**WHAT IS EXPECTED:** Continue the blog post addressed to Ricki Lake and Abby Epstein about the midwifery safety data, picking up after its final sentence.

**EXTRACTED TEXT:**
Wednesday, July 16, 2008

To Ricki Lake and Abby Epstein

Ricki Lake and Abby Epstein have set up a new website to promote their film The Business of Being Born. The website has a message board, so I submitted a question:
I am wondering how you feel about the fact that the Midwives Alliance of North America (MANA) is currently withholding the safety data that they have collected since 2001.

According to a public statement by MANA (, these statistics are available only to those who can prove they will use them for "the advancement of midwifery". Even then, you must sign a legal non-disclosure agreement to prevent sharing of the data with anyone else.

Don't you think that MANA is ethically obligated to release the safety data they have collected? Their refusal to release it publicly, and their insistence that anyone who sees it must be vetted and sign a confidentiality agreement in advance suggests that MANA's own data shows that homebirth increases the risk of neonatal death.

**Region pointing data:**
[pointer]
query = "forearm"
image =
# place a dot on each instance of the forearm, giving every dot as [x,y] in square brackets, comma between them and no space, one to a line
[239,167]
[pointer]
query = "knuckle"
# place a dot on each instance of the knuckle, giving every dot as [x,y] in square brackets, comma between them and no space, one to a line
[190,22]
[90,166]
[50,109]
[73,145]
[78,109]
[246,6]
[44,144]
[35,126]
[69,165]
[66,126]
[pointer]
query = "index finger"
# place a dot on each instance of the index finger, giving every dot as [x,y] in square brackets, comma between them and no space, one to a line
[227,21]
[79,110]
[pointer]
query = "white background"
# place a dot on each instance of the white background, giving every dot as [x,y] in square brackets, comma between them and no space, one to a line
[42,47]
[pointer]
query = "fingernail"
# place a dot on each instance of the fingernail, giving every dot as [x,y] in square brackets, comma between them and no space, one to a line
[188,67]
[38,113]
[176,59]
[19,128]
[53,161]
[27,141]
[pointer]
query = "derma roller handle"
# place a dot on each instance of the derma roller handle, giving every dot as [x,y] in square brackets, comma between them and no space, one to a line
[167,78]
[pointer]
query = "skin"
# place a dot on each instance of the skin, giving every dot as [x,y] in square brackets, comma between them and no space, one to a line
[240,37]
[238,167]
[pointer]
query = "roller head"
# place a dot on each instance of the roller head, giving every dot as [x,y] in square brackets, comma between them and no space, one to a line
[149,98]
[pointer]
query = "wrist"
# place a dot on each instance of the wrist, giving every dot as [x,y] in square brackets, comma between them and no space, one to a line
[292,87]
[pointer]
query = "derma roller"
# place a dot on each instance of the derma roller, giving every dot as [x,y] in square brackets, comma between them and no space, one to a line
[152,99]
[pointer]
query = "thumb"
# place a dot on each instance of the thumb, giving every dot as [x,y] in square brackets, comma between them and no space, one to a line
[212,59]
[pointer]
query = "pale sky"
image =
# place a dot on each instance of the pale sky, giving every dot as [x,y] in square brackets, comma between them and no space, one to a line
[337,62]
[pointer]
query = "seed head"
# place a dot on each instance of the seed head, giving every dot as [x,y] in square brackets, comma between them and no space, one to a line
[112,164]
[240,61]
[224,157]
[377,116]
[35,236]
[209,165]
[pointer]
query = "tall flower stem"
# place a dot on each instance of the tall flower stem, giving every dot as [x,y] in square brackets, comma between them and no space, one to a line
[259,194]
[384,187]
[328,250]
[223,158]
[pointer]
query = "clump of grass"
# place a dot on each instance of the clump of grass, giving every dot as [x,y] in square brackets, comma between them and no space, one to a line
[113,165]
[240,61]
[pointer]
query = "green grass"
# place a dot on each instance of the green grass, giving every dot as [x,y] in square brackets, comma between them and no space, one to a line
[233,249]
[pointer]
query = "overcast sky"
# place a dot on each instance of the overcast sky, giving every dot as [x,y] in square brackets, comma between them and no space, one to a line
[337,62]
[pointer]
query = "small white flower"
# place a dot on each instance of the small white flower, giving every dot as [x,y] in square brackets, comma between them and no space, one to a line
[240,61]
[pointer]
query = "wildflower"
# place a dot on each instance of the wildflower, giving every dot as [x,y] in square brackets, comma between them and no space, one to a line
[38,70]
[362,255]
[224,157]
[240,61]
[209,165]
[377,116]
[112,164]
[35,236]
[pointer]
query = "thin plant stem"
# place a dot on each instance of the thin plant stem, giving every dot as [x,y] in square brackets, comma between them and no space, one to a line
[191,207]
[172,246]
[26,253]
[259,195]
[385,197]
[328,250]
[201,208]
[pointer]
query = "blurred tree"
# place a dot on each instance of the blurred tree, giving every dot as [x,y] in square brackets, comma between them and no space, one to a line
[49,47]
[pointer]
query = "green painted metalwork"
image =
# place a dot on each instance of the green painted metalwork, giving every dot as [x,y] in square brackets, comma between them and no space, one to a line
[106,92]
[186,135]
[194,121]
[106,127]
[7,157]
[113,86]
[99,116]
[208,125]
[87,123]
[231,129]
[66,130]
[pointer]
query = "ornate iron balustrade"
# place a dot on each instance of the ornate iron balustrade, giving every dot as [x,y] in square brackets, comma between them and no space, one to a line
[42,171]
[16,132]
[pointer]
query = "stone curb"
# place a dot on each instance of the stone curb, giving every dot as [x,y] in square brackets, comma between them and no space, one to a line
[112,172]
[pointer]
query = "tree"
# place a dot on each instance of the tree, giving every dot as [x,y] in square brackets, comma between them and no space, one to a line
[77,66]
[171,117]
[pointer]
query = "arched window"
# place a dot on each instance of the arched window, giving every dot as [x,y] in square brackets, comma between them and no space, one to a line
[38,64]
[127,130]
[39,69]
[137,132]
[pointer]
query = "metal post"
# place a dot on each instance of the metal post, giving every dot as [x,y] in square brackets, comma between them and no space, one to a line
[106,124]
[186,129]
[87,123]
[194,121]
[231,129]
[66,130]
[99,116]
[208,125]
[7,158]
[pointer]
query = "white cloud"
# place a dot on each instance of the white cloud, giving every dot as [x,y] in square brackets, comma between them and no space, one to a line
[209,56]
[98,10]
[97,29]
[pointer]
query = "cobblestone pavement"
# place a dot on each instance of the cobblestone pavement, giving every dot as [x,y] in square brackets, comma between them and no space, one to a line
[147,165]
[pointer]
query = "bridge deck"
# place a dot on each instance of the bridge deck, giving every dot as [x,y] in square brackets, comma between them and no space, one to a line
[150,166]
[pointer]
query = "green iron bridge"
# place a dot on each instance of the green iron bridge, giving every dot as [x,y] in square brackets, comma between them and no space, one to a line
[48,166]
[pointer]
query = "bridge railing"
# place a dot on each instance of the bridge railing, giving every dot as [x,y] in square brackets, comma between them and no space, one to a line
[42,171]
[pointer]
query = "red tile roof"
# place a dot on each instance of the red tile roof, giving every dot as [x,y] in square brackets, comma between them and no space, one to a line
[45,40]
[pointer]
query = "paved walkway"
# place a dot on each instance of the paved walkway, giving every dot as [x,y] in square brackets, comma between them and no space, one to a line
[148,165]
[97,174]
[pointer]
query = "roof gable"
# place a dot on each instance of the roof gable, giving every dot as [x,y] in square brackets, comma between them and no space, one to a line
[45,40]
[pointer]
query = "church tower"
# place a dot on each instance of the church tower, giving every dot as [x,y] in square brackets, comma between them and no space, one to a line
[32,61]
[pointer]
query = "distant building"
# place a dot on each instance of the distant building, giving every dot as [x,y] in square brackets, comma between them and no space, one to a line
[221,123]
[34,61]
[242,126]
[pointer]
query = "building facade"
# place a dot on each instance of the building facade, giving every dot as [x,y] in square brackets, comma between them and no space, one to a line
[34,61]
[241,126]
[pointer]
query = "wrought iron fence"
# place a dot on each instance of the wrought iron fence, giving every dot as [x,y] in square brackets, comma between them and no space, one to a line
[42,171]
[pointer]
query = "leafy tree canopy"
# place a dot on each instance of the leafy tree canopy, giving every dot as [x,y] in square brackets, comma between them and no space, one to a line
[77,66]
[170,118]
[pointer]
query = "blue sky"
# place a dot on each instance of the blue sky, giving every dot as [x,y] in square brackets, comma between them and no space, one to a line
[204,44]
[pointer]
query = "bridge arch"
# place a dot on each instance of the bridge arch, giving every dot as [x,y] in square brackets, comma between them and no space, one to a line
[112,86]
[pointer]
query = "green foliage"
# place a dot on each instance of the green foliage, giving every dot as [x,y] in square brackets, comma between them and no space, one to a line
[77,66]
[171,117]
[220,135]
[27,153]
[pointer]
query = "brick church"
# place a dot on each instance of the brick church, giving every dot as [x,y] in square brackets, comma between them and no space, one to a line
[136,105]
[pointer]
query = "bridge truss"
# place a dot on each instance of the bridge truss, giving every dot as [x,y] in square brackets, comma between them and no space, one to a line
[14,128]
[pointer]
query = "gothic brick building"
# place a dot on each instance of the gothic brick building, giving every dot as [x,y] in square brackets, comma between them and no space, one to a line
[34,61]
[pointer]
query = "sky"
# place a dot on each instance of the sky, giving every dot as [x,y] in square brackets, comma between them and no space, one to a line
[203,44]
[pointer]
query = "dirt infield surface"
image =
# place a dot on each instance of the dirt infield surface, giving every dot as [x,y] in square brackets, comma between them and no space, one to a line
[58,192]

**OUTPUT FOR THIS TASK:**
This is especially important in light of the fact that the US government has begun collecting data on place of delivery and birth attendant. The first dataset (2003-2004) was recently released at the CDC Wonder website and it shows that the most dangerous form of planned birth in the US is homebirth with a direct entry midwife. In fact, the risk of neonatal death at homebirth with a direct entry midwife is triple that of low risk birth in the hospital.

Shouldn’t MANA release its data so we can be sure that it does not confirm the CDC statistics?
The comments are moderated and posted on an RSS feed. I wonder if they will post my comment. I wonder about two other things, too:

Are Ricki Lake and Abby Epstein aware that MANA is suppressing its own homebirth safety data?

If they are not aware, will they make an effort to find out why MANA will not let women see the safety data that it has collected?